#### 本文ブロック
昨日の大ゲリラ豪雨の中、はるばる五反田に行ってきました。どうも鳥井(@hirofumi21)です。
その理由は、このイベントに参加するため。
祝「風立ちぬ」公開! 川上量生×東浩紀対談 「川上量生の見た宮崎駿と鈴木敏夫~コンテンツとプラットフォーム~」 | PeaTiX
前々から、このブログやTwitterなどでも公言していますが、僕はジブリが大好きです。特にプロデューサーの鈴木敏夫さんが好きで、常に彼の行動には注目しています。
今回の登壇者
ニコニコ動画などで有名なドワンゴの創業者である川上量生さん。
彼は、コクリコ坂ぐらいから「スタジオジブリ プロデューサー見習い」として、鈴木敏夫さんの下で働き、今では宮崎吾朗監督の次回作(内容は未発表)の正式なプロデューサーを担当なさっている方です。
対談の場を提供してくれたのは、早稲田大学教授であり、ゲンロンカフェを運営している東浩紀さん。ニコ論壇や『朝まで生テレビ!』にもよく出ている日本の若手思想家。
その2人が、「宮崎駿と鈴木敏夫について」対談するっていうんだから、もうこれは行かないわけにはいきません!!
内容は非常に刺激的で面白いものばかりでした。もちろん、この2人が話している以上、話はあっちゃこっちゃといってしまい、ジブリの話は全体の3割もなかった気がしますが…。笑
対談時間も4時間と、大変長丁場だったので、このブログに内容のすべてを書くことは到底出来ませんが、今回は特に印象に残った2人の言葉を3つだけ紹介しておきたいと思います。
1.川上:「僕はジブリの作品より、ジブリという“現象”がおもしろいと思う。」
これに関しては、そのような事を直接的ではなくとも、以前からほのめかしていたので、「あーやっぱりか」という印象。
東さんは今回の『風立ちぬ』を見て、あまりパッとしなかったようで、その話の流れから、「川上さんは一体ジブリ作品のどの辺りに魅力を感じているの?」という質問から、川上さんがこのことに言及。
川上さんいわく、「ジブリは作品が出来る過程が一番面白い」のだそう。
「宮崎駿・高畑勲・鈴木敏夫」この3人が作り出す現実世界・その人生のほうが作品よりもずっと面白いと。
「具体的にどんなこと?」と東さんに聞かれて、「ここでは言えないことばかりだ!笑」と話を濁していましたが、でもなんとなく想像すればわかる気もしますよね。きっと笑いあり・涙あり・喧嘩ありの、天才たちが繰り広げる本当の意味での人間ドラマなのでしょう。笑
2.東:「現実を動かすフィクションをつくりたい!」

#### 指示 1
以下のレコードから、文字列「dark」を含む行をすべて集めること。大文字と小文字は区別する。

#### 作業用データ

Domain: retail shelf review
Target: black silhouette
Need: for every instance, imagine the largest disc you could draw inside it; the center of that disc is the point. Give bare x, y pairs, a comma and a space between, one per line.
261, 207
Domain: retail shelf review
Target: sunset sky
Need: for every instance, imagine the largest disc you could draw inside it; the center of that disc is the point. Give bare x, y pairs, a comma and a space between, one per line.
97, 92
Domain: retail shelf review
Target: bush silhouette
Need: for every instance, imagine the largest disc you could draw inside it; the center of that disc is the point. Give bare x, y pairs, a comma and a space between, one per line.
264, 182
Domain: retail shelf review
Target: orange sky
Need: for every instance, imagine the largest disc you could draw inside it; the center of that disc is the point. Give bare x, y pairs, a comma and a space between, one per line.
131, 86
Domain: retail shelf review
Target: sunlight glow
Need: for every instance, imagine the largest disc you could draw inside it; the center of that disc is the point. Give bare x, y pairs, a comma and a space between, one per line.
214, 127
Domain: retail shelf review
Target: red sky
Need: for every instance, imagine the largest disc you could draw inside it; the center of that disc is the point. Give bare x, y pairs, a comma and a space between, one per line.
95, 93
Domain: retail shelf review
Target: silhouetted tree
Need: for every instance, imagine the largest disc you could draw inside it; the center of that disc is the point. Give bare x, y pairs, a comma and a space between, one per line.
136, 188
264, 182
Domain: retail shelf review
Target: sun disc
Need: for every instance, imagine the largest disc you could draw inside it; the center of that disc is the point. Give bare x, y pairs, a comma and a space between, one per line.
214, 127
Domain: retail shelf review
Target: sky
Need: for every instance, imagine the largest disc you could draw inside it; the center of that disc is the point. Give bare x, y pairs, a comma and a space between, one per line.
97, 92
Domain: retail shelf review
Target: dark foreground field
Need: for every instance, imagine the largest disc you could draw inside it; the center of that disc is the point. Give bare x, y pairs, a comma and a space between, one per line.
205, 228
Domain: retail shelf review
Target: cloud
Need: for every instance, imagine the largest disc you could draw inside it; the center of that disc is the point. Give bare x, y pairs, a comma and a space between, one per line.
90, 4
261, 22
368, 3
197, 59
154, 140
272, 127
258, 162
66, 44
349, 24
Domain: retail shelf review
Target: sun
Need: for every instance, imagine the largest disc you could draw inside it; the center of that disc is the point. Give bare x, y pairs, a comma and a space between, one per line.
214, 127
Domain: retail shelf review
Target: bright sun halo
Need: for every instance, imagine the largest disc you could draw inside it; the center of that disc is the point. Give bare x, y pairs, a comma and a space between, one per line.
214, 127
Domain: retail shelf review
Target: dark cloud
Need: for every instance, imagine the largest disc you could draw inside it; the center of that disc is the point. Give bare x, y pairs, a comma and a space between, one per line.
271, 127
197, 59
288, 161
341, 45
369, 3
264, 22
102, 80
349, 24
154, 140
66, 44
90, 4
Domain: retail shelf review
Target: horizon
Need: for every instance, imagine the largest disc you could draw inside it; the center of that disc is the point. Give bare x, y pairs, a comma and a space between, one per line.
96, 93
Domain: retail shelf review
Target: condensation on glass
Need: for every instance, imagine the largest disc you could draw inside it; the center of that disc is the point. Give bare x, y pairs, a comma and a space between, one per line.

#### 指示 2
上のブログ記事によると、対談は何時間に及んだか。

#### 回答全文 1
Target: dark foreground field
Target: dark cloud

#### 回答全文 2
4時間。